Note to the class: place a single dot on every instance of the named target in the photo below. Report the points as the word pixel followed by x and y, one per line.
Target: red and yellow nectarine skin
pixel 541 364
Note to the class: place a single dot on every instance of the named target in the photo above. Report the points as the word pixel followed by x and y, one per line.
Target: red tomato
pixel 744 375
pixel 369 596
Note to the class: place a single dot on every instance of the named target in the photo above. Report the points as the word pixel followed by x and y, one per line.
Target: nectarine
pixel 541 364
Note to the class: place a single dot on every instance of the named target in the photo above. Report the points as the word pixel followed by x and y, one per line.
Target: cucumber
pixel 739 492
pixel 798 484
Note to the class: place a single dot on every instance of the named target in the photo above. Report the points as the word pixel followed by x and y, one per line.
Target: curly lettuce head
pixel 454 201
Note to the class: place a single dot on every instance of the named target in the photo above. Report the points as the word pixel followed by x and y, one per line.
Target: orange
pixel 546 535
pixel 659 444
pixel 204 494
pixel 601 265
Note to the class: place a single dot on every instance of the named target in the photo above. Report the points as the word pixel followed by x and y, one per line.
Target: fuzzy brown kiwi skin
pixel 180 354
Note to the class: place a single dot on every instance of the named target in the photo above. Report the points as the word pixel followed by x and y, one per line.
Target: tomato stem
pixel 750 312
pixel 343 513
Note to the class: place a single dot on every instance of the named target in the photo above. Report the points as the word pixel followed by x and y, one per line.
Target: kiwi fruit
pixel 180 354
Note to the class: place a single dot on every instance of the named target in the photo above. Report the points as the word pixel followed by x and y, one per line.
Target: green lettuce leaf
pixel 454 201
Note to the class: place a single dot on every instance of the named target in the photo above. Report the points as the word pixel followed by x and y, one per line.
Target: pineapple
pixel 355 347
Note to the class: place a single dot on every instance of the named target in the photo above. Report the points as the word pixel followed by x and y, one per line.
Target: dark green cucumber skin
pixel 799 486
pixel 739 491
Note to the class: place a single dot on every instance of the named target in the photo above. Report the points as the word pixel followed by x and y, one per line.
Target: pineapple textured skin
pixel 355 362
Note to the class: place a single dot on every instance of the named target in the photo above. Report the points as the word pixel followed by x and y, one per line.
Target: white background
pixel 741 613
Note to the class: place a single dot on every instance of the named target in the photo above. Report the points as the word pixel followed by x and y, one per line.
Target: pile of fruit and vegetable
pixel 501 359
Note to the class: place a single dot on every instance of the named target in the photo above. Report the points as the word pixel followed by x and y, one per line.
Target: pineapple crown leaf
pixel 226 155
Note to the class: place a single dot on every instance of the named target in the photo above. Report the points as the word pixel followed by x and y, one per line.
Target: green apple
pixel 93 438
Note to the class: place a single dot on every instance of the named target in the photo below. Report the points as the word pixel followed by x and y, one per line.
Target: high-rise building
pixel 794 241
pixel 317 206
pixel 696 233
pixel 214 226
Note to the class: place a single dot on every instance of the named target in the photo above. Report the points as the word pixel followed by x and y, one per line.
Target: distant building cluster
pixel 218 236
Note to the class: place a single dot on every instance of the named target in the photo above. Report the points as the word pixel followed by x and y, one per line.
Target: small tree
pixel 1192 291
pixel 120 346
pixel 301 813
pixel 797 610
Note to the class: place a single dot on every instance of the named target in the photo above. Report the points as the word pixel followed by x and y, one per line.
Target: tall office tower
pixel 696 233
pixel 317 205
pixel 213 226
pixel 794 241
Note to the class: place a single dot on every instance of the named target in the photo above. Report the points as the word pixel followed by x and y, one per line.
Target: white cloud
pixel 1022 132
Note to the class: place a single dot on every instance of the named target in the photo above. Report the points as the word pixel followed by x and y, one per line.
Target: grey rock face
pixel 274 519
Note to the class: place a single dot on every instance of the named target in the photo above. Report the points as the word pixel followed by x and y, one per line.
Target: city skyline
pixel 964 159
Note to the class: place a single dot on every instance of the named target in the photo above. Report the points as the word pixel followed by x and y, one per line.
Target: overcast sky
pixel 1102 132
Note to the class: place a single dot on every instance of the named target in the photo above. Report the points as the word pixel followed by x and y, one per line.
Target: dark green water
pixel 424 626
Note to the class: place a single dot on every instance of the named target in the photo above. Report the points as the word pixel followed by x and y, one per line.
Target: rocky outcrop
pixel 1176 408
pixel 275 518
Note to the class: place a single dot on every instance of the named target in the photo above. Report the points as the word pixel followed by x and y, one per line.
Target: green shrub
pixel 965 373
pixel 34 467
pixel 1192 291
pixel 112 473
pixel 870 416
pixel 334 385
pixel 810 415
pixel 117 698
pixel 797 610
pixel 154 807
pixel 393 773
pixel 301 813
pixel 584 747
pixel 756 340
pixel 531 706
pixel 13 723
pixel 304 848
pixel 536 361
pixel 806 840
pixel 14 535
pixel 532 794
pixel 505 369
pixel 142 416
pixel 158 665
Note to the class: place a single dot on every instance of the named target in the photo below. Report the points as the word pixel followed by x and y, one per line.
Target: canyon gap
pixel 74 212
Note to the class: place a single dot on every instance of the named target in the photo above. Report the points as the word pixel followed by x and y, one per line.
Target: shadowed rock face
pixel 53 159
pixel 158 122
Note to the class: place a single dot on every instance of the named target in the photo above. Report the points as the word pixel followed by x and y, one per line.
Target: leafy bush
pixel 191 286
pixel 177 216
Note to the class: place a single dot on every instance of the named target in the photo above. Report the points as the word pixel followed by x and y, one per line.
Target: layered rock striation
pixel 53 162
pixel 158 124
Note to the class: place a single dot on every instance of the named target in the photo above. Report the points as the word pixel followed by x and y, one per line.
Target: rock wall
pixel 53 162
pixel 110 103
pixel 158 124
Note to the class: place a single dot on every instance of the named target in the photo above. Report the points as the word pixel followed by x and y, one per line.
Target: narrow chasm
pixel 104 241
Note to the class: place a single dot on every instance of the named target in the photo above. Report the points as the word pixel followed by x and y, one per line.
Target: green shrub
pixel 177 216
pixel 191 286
==========
» **Try it**: Take the material above and reproduce it word for word.

» **Written answer**:
Note to the class: place a single dot on every instance of the named target in the photo below. Report the points as the word pixel followed by x and y, one per line.
Target: red and yellow nectarine skin
pixel 541 364
Note to the class: place a single dot on every instance of the named target in the photo above. Report the points as the word pixel followed by x and y, one per line.
Target: red tomato
pixel 744 375
pixel 369 596
Note to the class: place a single dot on every instance of the named target in the photo above. Report the points as the word pixel followed by x and y, one per line.
Target: nectarine
pixel 541 364
Note to the class: place a single dot on every instance of the named target in the photo above. Report the points as the word pixel followed by x and y, one per line.
Target: cucumber
pixel 739 492
pixel 798 484
Note to the class: place a single dot on every instance of the named target in the photo above. Report the points as the word pixel followed by x and y, one per line.
Target: curly lettuce head
pixel 454 201
Note to the class: place a single dot on every instance of the named target in the photo above. Report the points as the word pixel followed by x and y, one per line.
Target: orange
pixel 546 535
pixel 659 444
pixel 204 494
pixel 601 265
Note to the class: place a single dot on every instance of the named target in the photo above. Report the points as the word pixel followed by x and y, one per line.
Target: fuzzy brown kiwi skin
pixel 180 354
Note to the class: place a single dot on every instance of the named target in the photo above. Report the points as the word pixel followed by x and y, one per line.
Target: tomato stem
pixel 750 312
pixel 343 513
Note to the class: place a single dot on every instance of the named target in the photo above. Report the points as the word pixel followed by x and y, one per line.
Target: kiwi fruit
pixel 180 354
Note to the class: place a single dot on every instance of the named target in the photo above. Report the points as the word pixel followed by x and y, one per line.
Target: green lettuce leaf
pixel 454 201
Note to the class: place a single dot on every instance of the named target in the photo above. Report the points as the word pixel followed by x and y, one per line.
Target: pineapple
pixel 355 347
Note to the class: place a single dot on every instance of the named target in the photo above. Report the points as the word pixel followed by x and y, one per line.
Target: dark green cucumber skin
pixel 799 486
pixel 739 491
Note to the class: place a single dot on every instance of the named target in the photo above. Report the points as the word pixel followed by x and y, one per line.
Target: pineapple textured skin
pixel 355 362
Note to the class: place a single dot on every instance of the named target in the photo above. Report the points as the word pixel followed by x and y, one per line.
Target: white background
pixel 741 613
Note to the class: place a single dot on every instance of the named target in the photo above. Report the points as the word pixel followed by x and y, one per line.
Target: pile of fruit and vegetable
pixel 501 359
Note to the class: place a single dot on every instance of the named target in the photo above. Report the points as the word pixel followed by x and y, one per line.
Target: pineapple crown leaf
pixel 226 155
Note to the class: place a single dot on every instance of the named target in the photo above. Report the points as the word pixel followed by x and y, one per line.
Target: green apple
pixel 93 438
Note to the class: place a single dot on every instance of the named target in the photo below. Report the points as the word pixel followed by x and y, one per line.
Target: high-rise building
pixel 794 241
pixel 317 206
pixel 696 233
pixel 214 226
Note to the class: place a single dot on every instance of the named target in the photo above. Report the points as the word pixel followed by x and y, one per line.
Target: distant building cluster
pixel 218 236
Note to the class: place a single dot on every instance of the named target in the photo above. Report the points as the word pixel followed by x and y, one per line.
Target: small tree
pixel 1192 291
pixel 120 346
pixel 301 813
pixel 797 610
Note to the class: place a single dot on every instance of the named target in the photo above. Report the points as the word pixel followed by x and y, one per line.
Target: tall office tower
pixel 696 233
pixel 317 205
pixel 213 226
pixel 794 241
Note to the class: place a single dot on every instance of the named target in the photo above. Report the points as the word pixel followed by x and y, one per line.
Target: white cloud
pixel 1022 132
Note to the class: place a single dot on every instance of the named target in the photo above. Report the points as the word pixel followed by x and y, one per line.
Target: grey rock face
pixel 274 519
Note to the class: place a single dot on every instance of the named target in the photo above. Report the points as the word pixel followed by x and y, one per line.
Target: city skyline
pixel 964 159
Note to the class: place a single dot on every instance of the named target in the photo above. Report the points as the word pixel followed by x and y, one per line.
Target: overcast sky
pixel 1102 132
Note to the class: place a single dot on every instance of the named target in the photo above. Report the points as the word pixel followed by x and y, one per line.
Target: dark green water
pixel 424 626
Note to the class: place a single dot on every instance of the named target in the photo above. Report the points as the word pixel followed by x and y, one per line.
Target: rocky outcrop
pixel 1176 408
pixel 275 518
Note to the class: place a single dot on every instance of the named target in the photo above. Report the points as the word pixel followed by x and y, one per line.
Target: green shrub
pixel 965 373
pixel 34 467
pixel 1192 291
pixel 112 473
pixel 870 416
pixel 334 385
pixel 810 415
pixel 117 698
pixel 797 610
pixel 154 807
pixel 393 773
pixel 301 813
pixel 584 747
pixel 756 340
pixel 531 706
pixel 13 723
pixel 304 848
pixel 536 361
pixel 806 840
pixel 14 535
pixel 532 794
pixel 505 369
pixel 142 416
pixel 158 665
Note to the class: place a single dot on every instance of the named target in the photo below. Report the points as the word pixel followed by x and y, one per line.
Target: canyon gap
pixel 74 212
Note to the class: place a single dot on every instance of the named target in the photo above. Report the points as the word pixel followed by x and y, one per line.
Target: shadowed rock face
pixel 53 159
pixel 158 122
Note to the class: place a single dot on every instance of the named target in the photo above. Report the points as the word pixel followed by x and y, one per line.
Target: leafy bush
pixel 191 286
pixel 177 216
Note to the class: place a single dot on every instance of the named target in the photo above. Report the points as the word pixel followed by x and y, one per line.
Target: layered rock striation
pixel 53 162
pixel 158 124
Note to the class: place a single dot on every instance of the named target in the photo above. Report the points as the word pixel followed by x and y, one per line.
Target: rock wall
pixel 53 162
pixel 110 103
pixel 158 124
Note to the class: place a single dot on every instance of the named target in the photo above. Report the points as the word pixel followed by x and y, one per line.
Target: narrow chasm
pixel 104 241
Note to the class: place a single dot on every instance of the named target in the photo above. Report the points as the word pixel followed by x and y, one per line.
Target: green shrub
pixel 177 216
pixel 191 286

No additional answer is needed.